DOCUMENT PASSAGE
↓

Pakistan–Uzbekistan relations are the foreign relations between Pakistan and Uzbekistan.

Country Comparison

History of Relations
Relations between the two states were established when the republic of Uzbekistan became independent following the collapse of the USSR in 1991. Pakistan was one of the first countries to recognize the independence of Uzbekistan, though relations between the two countries were initially strained by the situation in Afghanistan which both countries border as they supported opposing Afghan factions. However, relations have improved after the fall of the Taliban, and the death of Uzbek president Islam Karimov, and subsequent deepening of Uzbek outreach to regional countries under his successor Shavkat Mirziyoyev. Both countries have a cordial and deepening relationship as the two countries interests in Afghanistan have become aligned - with Uzbekistan formally hosting a Taliban delegation in 2019. Pakistan further wishes to gain access to Central Asian markets, while landlocked Uzbekistan to access ports on the Arabian Sea.

Economic Relationship 
Pakistan and Uzbekistan are members of different international forums including the United Nations, Organization of Islamic Cooperation (OIC), Economic Cooperation Organization (ECO) and Shanghai Cooperation Organization (SCO). Pakistan-Uzbekistan Joint Ministerial Commission (JMC) held on regular basis.

↑

STORED DATA

↓

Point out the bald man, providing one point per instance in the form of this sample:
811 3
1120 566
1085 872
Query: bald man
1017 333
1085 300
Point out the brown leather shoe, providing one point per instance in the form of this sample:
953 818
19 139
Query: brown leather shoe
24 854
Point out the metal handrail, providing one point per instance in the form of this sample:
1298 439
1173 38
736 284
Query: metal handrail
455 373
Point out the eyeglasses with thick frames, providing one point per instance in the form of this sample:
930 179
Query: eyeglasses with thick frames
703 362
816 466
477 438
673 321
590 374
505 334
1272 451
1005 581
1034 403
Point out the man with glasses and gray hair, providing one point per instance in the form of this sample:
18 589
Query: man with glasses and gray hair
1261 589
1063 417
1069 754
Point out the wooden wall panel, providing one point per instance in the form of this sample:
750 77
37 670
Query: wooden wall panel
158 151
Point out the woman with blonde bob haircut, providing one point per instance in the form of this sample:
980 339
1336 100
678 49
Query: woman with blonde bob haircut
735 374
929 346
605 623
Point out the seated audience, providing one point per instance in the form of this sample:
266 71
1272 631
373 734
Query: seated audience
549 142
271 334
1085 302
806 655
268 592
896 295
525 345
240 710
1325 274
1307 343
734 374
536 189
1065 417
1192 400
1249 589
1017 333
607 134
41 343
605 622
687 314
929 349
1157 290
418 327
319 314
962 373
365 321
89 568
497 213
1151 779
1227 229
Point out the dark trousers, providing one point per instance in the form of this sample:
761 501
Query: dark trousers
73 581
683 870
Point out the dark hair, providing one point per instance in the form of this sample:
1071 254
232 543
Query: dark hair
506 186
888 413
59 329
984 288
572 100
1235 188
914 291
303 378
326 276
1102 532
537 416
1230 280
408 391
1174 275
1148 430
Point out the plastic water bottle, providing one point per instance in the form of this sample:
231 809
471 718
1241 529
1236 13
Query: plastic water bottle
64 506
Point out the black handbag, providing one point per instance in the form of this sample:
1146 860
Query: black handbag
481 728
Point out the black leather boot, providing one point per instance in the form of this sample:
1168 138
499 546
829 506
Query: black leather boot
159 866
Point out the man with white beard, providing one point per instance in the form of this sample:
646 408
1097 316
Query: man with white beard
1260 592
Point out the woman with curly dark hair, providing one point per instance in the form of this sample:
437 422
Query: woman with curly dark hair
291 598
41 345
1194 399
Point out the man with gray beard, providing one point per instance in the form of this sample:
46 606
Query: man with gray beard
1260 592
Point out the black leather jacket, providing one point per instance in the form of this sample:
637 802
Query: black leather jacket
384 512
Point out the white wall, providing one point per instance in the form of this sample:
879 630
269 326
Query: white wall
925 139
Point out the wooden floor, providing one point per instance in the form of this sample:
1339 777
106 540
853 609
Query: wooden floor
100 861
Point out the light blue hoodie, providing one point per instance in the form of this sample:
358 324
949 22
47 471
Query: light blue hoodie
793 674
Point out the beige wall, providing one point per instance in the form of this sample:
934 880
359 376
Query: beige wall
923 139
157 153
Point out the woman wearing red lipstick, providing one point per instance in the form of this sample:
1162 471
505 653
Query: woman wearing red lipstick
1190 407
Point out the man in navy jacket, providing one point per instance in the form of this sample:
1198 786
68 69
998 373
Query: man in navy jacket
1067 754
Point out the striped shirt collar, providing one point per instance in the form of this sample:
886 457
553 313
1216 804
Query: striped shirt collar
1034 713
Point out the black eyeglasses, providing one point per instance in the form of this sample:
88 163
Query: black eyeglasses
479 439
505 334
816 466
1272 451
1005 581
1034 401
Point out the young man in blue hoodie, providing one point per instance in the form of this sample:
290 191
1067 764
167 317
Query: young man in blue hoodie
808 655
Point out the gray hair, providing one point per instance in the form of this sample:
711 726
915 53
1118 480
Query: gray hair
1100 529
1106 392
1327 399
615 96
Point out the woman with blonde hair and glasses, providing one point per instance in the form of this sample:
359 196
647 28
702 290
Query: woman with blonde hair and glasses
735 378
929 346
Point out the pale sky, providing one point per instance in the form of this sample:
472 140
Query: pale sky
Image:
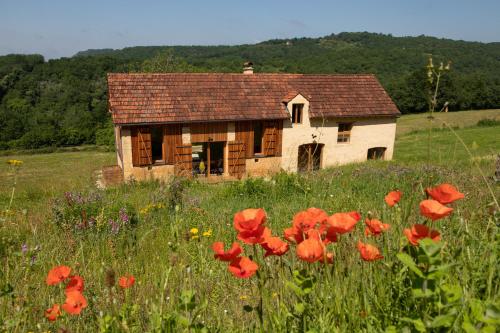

↑

TO DO
Answer these questions from the Pakistan–Uzbekistan relations text.
1. In what year did the USSR collapse?
2. Who succeeded Islam Karimov as president of Uzbekistan?
3. Which commission does the text say is held on a regular basis?

RESPONSE TO THIS EXERCISE
1. 1991
2. Shavkat Mirziyoyev
3. The Pakistan-Uzbekistan Joint Ministerial Commission (JMC)